▶ _WHAT YOU HAVE TO DO_:
Copy all the entries word for word, but omit the pictures.

▶ _RECORDS TO PROCESS_:
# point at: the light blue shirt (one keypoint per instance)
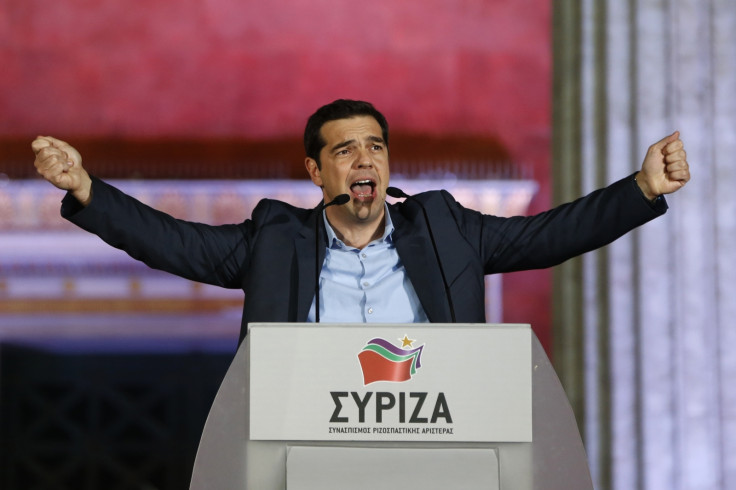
(368, 285)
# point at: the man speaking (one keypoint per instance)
(355, 258)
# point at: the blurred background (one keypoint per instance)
(107, 369)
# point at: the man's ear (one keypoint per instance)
(313, 171)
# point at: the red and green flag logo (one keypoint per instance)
(380, 360)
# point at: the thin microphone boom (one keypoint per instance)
(338, 201)
(398, 193)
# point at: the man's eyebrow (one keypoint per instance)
(342, 144)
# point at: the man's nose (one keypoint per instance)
(364, 158)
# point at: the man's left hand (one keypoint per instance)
(665, 168)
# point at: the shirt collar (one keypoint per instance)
(387, 230)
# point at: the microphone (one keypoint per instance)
(338, 201)
(398, 193)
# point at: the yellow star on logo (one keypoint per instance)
(406, 341)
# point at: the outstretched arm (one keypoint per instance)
(61, 164)
(665, 168)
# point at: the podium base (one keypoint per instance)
(360, 468)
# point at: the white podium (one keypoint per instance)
(356, 406)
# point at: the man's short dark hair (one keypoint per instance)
(339, 109)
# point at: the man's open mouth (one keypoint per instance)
(363, 188)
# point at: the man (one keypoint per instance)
(420, 260)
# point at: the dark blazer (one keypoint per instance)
(271, 256)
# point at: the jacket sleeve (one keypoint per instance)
(211, 254)
(566, 231)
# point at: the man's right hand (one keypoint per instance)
(61, 164)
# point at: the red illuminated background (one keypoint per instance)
(222, 79)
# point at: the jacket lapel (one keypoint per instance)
(415, 250)
(304, 250)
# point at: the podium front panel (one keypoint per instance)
(417, 382)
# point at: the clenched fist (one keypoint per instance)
(61, 164)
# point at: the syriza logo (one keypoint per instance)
(390, 412)
(380, 360)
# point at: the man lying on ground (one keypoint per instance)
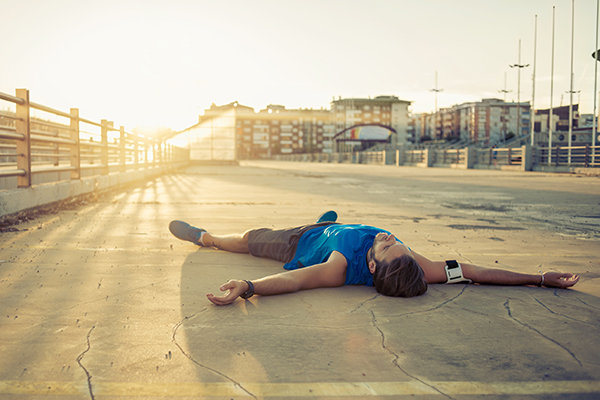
(329, 254)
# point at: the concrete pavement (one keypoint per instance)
(100, 301)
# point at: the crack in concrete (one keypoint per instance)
(563, 315)
(507, 306)
(365, 302)
(176, 327)
(396, 357)
(436, 307)
(80, 357)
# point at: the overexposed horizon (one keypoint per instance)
(161, 63)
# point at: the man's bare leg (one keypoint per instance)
(234, 243)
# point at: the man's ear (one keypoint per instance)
(372, 266)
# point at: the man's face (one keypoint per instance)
(386, 248)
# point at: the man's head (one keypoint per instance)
(395, 271)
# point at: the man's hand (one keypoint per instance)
(233, 289)
(560, 280)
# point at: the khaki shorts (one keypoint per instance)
(278, 244)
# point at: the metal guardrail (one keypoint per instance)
(583, 156)
(523, 157)
(31, 146)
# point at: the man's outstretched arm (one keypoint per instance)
(331, 273)
(435, 273)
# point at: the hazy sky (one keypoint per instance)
(152, 62)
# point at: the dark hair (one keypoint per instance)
(401, 277)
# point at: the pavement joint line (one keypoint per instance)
(169, 250)
(315, 389)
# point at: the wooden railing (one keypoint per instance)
(37, 150)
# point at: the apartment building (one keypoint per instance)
(388, 111)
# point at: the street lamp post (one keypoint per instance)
(436, 90)
(504, 108)
(519, 66)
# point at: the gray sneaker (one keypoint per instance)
(328, 216)
(184, 231)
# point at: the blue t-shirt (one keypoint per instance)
(353, 241)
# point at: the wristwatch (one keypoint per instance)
(248, 293)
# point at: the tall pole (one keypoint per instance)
(571, 91)
(551, 92)
(504, 90)
(533, 89)
(594, 131)
(436, 90)
(519, 66)
(504, 109)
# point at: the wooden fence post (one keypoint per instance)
(23, 146)
(75, 149)
(123, 155)
(104, 148)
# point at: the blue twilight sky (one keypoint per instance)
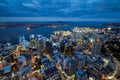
(109, 9)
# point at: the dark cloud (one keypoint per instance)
(61, 8)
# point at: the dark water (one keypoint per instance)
(12, 34)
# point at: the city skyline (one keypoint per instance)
(61, 8)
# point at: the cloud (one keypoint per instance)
(2, 4)
(29, 5)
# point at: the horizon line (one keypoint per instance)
(51, 19)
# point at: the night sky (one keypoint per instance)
(61, 8)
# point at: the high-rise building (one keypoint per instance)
(23, 42)
(80, 75)
(80, 61)
(48, 47)
(32, 41)
(96, 47)
(40, 45)
(62, 45)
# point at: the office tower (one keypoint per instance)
(80, 61)
(32, 41)
(96, 47)
(40, 45)
(48, 48)
(62, 45)
(80, 75)
(23, 42)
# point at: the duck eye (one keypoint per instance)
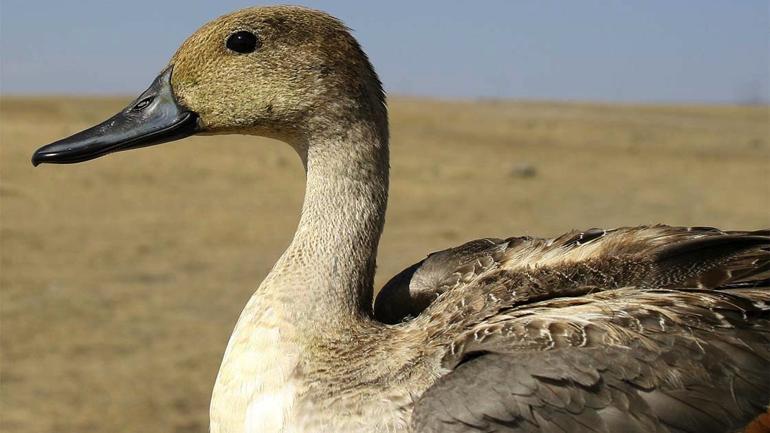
(243, 42)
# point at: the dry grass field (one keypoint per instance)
(123, 277)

▶ _SOLVED EXERCISE_:
# point at: the light blue shirt (one keypoint per instance)
(368, 285)
# point at: the man speaking (one keypoint per instance)
(355, 258)
# point at: the blurred background (one keypoint per instance)
(107, 369)
# point at: the man's ear (one keypoint per instance)
(313, 171)
# point at: the red and green flag logo (one keypoint per instance)
(380, 360)
# point at: the thin microphone boom (one keypoint per instance)
(338, 201)
(398, 193)
# point at: the man's eyebrow (one keypoint per instance)
(342, 144)
# point at: the man's nose (one keypoint per instance)
(364, 158)
# point at: the man's left hand (one keypoint per instance)
(665, 168)
# point at: the shirt collar (one keypoint per instance)
(387, 230)
# point at: the microphone (one keypoint per instance)
(338, 201)
(398, 193)
# point at: the yellow star on logo (one keypoint per instance)
(406, 341)
# point at: the outstretched arm (one keypoint per instance)
(61, 164)
(665, 168)
# point at: the podium base (one keypoint per instance)
(360, 468)
# point at: the white podium (one keypoint per instance)
(356, 406)
# point at: the man's short dark hair (one keypoint per instance)
(339, 109)
# point at: the man's open mouth (one keypoint per instance)
(363, 188)
# point at: the man (one keypoint per instance)
(420, 260)
# point at: the dark blazer (one keypoint per instance)
(271, 256)
# point at: the jacket sleeve (one keypoint per instance)
(211, 254)
(566, 231)
# point at: the man's right hand (one keypoint per instance)
(61, 164)
# point at: the red illuminated background (one keypoint per instance)
(222, 79)
# point at: the jacket lapel (one keypoint per instance)
(415, 250)
(304, 250)
# point at: the podium front panel (one keypoint per instance)
(417, 382)
# point at: the clenched fist (one keypoint per instance)
(61, 164)
# point at: the syriza logo (one keypoint per instance)
(390, 412)
(380, 360)
# point at: the man lying on ground (one keypoint per instance)
(329, 254)
# point at: the concrete pavement (one keypoint per instance)
(100, 301)
# point at: the crack in concrete (one keypoint per instance)
(563, 315)
(507, 306)
(365, 302)
(176, 327)
(396, 357)
(436, 307)
(80, 357)
# point at: the overexposed horizon (one keypoint per instance)
(161, 63)
# point at: the man's bare leg (one keypoint per instance)
(234, 243)
# point at: the man's ear (one keypoint per instance)
(372, 266)
# point at: the man's face (one keypoint per instance)
(386, 248)
# point at: the man's head (one keypoint per instance)
(395, 271)
# point at: the man's hand (one keypoint per instance)
(233, 289)
(560, 280)
# point at: the khaki shorts (one keypoint per instance)
(278, 244)
# point at: the metal guardrail (one keypoint per instance)
(583, 156)
(523, 157)
(31, 146)
# point at: the man's outstretched arm (one keypoint per instance)
(331, 273)
(435, 273)
# point at: the hazy sky (one keypoint per instance)
(152, 62)
# point at: the dark hair (one keypoint per instance)
(401, 277)
# point at: the pavement joint line (one keypoint per instance)
(169, 250)
(315, 389)
# point at: the wooden railing (one keypoint per instance)
(37, 150)
# point at: the apartment building (one keypoint per instance)
(388, 111)
# point at: the street lamp post (one keypoint per instance)
(436, 90)
(504, 108)
(519, 66)
# point at: the gray sneaker (one keypoint per instance)
(328, 216)
(184, 231)
# point at: the blue t-shirt (one keypoint per instance)
(353, 241)
# point at: the wristwatch (one keypoint per instance)
(248, 293)
# point at: the tall pole (one keypoint per instance)
(571, 91)
(551, 92)
(504, 90)
(533, 89)
(594, 131)
(436, 90)
(519, 66)
(504, 109)
# point at: the wooden fence post (one keypoint per instance)
(23, 146)
(75, 149)
(123, 155)
(104, 148)
# point at: the blue twilight sky (one keypoint per instance)
(109, 9)
# point at: the dark cloud (one keypoint per instance)
(61, 8)
# point at: the dark water (one keypoint per instance)
(12, 34)
# point at: the city skyline (one keypoint per instance)
(61, 8)
# point at: the cloud (one keypoint per instance)
(2, 4)
(29, 5)
# point at: the horizon line (one keypoint per instance)
(51, 19)
# point at: the night sky (one keypoint per instance)
(61, 8)
# point at: the high-rise building (one keypoint per instance)
(23, 42)
(80, 75)
(80, 61)
(48, 47)
(32, 41)
(96, 47)
(40, 45)
(62, 45)
# point at: the office tower (one keypoint per instance)
(80, 61)
(32, 41)
(96, 47)
(40, 45)
(48, 48)
(62, 45)
(80, 75)
(23, 42)
# point at: the duck eye (one keypoint per instance)
(243, 42)
# point at: the dry grass field (one keypoint per instance)
(123, 277)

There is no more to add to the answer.